Reproduce each of the records below word for word, leaving out the pictures.

-*-

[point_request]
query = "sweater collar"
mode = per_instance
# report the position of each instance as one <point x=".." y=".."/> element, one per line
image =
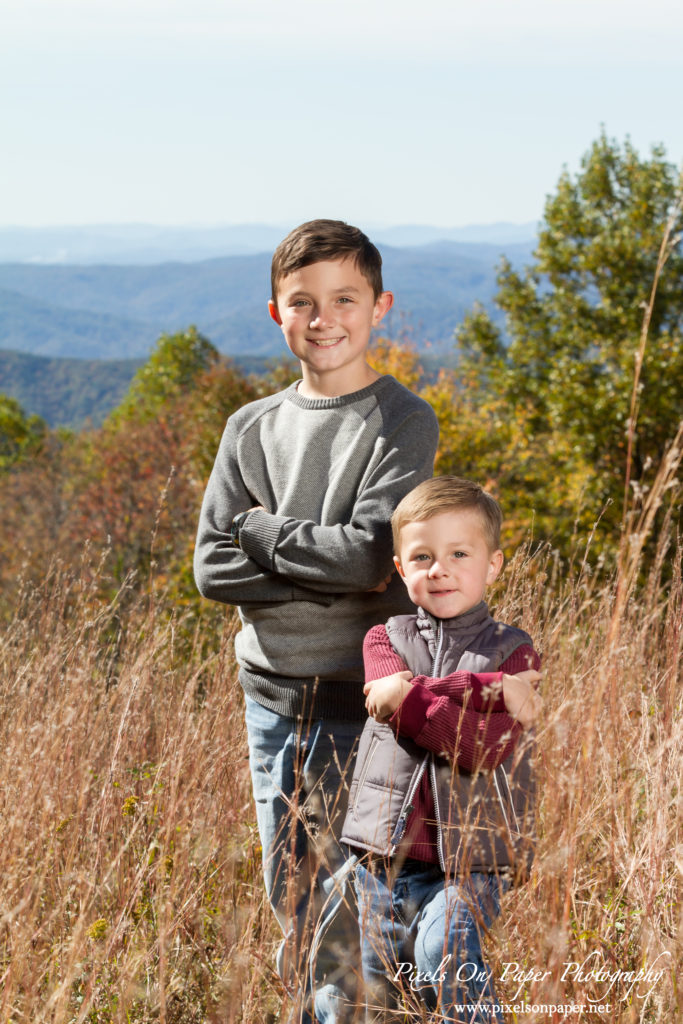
<point x="461" y="629"/>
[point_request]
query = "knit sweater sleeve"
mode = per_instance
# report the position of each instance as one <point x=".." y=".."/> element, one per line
<point x="480" y="691"/>
<point x="223" y="572"/>
<point x="434" y="716"/>
<point x="355" y="555"/>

-*-

WRITTEN ANSWER
[point_request]
query = "sweater collar"
mode = per_instance
# report the position of each instance as one <point x=".." y=".."/> element, one per line
image =
<point x="461" y="629"/>
[point_request]
query = "knit sweater sleeve"
mode = per_instance
# report the position of each instance as one <point x=".." y=".."/> element, one per line
<point x="480" y="691"/>
<point x="223" y="572"/>
<point x="434" y="716"/>
<point x="355" y="555"/>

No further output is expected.